Pick out each line below that contains the word "bamboo" and copy it. Case counts.

--- start ---

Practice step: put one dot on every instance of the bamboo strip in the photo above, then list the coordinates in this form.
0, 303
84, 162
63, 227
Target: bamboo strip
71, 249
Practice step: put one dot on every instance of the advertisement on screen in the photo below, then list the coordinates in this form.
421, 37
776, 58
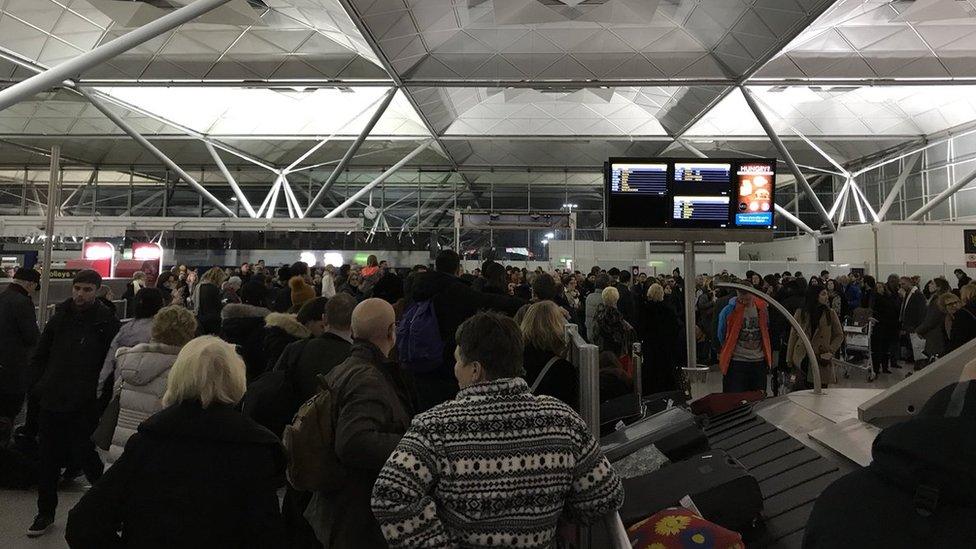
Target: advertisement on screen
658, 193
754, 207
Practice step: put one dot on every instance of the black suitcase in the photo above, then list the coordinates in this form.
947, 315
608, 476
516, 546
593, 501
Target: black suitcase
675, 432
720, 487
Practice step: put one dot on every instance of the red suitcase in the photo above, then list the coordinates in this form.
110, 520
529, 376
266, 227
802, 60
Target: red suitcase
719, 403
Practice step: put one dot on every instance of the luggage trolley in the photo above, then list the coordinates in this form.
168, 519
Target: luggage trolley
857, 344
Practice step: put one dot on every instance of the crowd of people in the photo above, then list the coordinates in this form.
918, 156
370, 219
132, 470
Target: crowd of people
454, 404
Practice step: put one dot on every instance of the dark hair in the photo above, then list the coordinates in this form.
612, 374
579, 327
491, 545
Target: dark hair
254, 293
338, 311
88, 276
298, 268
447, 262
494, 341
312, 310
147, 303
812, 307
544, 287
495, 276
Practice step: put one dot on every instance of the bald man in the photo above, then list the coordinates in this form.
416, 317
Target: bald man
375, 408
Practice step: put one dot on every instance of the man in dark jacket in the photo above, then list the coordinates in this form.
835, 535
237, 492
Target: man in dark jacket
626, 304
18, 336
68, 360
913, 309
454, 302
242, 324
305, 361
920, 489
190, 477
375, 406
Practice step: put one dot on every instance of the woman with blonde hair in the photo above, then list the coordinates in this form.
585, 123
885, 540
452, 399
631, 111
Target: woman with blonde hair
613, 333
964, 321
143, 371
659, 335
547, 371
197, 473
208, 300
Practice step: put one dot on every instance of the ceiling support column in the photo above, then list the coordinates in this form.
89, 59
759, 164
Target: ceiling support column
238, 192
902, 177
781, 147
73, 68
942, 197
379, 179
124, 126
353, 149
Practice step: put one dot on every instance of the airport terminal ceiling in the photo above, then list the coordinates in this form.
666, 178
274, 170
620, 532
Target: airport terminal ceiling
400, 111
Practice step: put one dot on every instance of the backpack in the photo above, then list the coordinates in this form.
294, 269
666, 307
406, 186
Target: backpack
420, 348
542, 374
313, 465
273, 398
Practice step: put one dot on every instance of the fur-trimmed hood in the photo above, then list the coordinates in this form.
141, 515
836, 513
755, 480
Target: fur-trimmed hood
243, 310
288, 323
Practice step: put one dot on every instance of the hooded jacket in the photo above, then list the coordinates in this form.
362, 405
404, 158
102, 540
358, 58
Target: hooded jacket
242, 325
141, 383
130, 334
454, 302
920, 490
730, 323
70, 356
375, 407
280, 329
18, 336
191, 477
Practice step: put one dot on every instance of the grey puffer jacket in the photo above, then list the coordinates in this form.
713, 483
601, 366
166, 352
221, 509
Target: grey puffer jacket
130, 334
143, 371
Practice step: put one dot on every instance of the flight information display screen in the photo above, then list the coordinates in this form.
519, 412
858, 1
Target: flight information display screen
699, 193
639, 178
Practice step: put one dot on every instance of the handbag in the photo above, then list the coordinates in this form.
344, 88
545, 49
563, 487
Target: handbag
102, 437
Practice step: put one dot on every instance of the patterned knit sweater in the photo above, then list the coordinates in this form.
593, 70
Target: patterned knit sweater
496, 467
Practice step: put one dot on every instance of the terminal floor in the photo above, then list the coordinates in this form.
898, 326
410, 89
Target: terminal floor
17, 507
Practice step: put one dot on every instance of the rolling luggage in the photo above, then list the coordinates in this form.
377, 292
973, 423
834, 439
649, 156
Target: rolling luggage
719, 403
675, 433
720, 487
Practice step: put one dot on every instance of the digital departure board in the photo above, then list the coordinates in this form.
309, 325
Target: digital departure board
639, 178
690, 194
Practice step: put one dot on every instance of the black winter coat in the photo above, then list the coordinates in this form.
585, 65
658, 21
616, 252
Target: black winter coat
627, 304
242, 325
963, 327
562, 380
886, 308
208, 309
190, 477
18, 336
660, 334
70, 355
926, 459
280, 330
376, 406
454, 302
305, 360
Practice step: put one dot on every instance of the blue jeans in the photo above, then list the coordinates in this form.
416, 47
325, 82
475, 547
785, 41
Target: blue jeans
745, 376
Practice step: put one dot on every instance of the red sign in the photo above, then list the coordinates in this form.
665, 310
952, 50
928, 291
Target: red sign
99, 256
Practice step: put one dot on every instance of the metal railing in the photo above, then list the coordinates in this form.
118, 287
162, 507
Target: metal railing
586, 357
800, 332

--- end ---
--- start ---

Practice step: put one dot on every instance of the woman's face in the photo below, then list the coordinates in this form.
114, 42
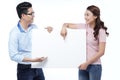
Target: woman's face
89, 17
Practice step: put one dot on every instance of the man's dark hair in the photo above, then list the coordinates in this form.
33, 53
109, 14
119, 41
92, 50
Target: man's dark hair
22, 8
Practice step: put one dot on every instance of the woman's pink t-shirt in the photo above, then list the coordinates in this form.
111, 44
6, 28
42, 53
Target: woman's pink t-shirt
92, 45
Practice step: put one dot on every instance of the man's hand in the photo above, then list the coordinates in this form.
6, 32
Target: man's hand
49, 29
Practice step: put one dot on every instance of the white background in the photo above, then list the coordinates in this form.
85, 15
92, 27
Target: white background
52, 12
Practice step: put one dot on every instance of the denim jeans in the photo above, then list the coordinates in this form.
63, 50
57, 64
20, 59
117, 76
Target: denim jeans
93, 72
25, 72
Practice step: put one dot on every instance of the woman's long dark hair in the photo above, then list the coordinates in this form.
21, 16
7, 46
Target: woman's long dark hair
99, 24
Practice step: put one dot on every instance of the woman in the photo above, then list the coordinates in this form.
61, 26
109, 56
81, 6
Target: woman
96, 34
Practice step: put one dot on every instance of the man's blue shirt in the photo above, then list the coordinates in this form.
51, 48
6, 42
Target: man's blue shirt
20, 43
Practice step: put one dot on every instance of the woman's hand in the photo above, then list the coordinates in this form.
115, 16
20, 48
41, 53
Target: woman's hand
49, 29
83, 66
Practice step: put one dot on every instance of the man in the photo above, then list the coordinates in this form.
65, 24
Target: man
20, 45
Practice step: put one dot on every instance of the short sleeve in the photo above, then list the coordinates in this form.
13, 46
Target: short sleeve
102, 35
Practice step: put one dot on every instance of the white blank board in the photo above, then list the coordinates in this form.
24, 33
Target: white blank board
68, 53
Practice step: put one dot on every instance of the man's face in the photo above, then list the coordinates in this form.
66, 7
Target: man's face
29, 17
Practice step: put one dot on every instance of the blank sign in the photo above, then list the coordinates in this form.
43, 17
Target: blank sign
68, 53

--- end ---

SOLUTION FOR THIS EXERCISE:
Practice step: put one dot on every instance of the bamboo strip in the photo above, then list the coordinates in this form.
Target: bamboo strip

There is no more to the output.